▶ Work to do:
Can you write out the data below again, replacing every "Example query" with "Sample query" and leaving everything else unchanged?

▶ Data rows:
Begin
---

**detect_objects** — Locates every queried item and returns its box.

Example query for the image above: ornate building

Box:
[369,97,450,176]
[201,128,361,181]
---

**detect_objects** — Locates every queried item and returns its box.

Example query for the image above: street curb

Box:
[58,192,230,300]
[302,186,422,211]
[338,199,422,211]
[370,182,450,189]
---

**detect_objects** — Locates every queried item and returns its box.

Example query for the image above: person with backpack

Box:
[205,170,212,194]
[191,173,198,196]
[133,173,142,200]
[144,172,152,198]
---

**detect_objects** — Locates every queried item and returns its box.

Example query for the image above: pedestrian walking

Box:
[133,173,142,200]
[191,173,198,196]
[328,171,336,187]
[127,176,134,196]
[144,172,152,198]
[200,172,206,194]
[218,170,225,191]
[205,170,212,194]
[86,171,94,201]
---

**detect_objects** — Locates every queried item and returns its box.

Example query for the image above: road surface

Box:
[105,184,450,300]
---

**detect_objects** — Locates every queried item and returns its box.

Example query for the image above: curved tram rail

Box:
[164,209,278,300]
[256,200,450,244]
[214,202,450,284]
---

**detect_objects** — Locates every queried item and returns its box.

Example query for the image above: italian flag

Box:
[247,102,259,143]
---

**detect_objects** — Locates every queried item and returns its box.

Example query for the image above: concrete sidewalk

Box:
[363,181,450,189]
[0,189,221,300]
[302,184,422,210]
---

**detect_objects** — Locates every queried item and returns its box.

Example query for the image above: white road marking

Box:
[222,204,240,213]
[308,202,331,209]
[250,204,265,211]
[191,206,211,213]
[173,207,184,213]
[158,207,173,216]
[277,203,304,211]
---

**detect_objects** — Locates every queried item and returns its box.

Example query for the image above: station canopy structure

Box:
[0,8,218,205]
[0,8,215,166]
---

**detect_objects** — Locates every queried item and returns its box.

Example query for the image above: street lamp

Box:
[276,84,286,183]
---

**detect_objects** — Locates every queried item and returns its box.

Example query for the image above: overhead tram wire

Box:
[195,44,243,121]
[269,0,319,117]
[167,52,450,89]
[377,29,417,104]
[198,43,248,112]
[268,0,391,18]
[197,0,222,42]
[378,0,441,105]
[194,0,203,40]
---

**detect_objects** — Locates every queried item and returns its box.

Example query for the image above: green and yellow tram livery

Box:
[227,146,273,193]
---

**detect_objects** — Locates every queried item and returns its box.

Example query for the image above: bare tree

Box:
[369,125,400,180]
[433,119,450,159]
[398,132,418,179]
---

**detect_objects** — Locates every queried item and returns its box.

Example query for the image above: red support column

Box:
End
▶ Answer to the problem:
---

**detect_objects** — Locates every queried item and returns its box.

Sample query for the image above: ornate building

Box:
[369,97,450,176]
[201,128,361,181]
---

**detect_objects** — Locates every queried item and returns its box.

Sample query for the image above: street curb

Box:
[58,192,230,300]
[302,186,422,211]
[338,199,422,211]
[370,182,450,189]
---

**detect_objects** — Locates every queried item and returns its box.

Sample query for the image above: person with backpack

Box:
[205,170,212,194]
[191,173,198,196]
[133,173,142,200]
[144,172,152,198]
---

**detect_objects** — Locates every queried item and returns its box.

Sample query for the image above: pedestrian walking

Box:
[133,173,142,200]
[191,173,198,196]
[328,171,336,187]
[127,176,134,196]
[144,172,152,198]
[200,172,206,194]
[218,170,225,191]
[205,170,212,194]
[86,171,94,201]
---

**detect_objects** — Locates every queried item and returns its box.

Sample query for the image above: road surface

Box:
[105,184,450,300]
---

**detect_objects** — Locates every queried item and returns its box.

Sample query for the image above: curved tram rail

Box:
[164,209,278,300]
[256,200,450,244]
[214,202,450,284]
---

**detect_objects** — Locates every queried item and returns its box.

Sample query for the image above: italian flag

Box:
[247,102,259,143]
---

**detect_objects** — Locates every queried item and returns its box.

Sample query for the image above: concrete sidewalk

Box:
[363,181,450,189]
[0,189,221,300]
[302,184,422,210]
---

**detect_objects** — Locates every queried item and returns its box.

Sample query for the image above: white road marking

Box:
[222,204,240,213]
[308,202,331,209]
[250,204,265,211]
[191,206,211,213]
[173,207,184,213]
[158,207,173,216]
[277,203,304,211]
---

**detect_objects** — Locates every queried item and returns its box.

Sample query for the image above: station canopy structure

Box:
[0,8,218,205]
[0,8,215,166]
---

**detect_objects** — Locates every queried item and returns its box.

Sample query for the image above: street lamp

Box:
[276,84,286,183]
---

**detect_objects** — Locates every queried item and returns its box.

Sample query for the image above: overhead tram wire

Box:
[195,44,243,121]
[269,0,319,117]
[167,52,450,89]
[377,29,417,104]
[198,43,248,112]
[268,0,391,18]
[197,0,222,42]
[378,0,441,105]
[194,0,203,40]
---

**detect_objects** — Locates every queried item and returns its box.

Sample query for the image above: green and yellow tram livery

Box:
[227,146,273,193]
---

**detect_objects** — Locates every queried item and returns its box.

Sample query for the image above: bare tree

Box:
[369,125,400,180]
[433,119,450,159]
[398,132,418,179]
---

**detect_objects** — Locates every queried item and returns its box.

Sample query for the image above: red support column

Box:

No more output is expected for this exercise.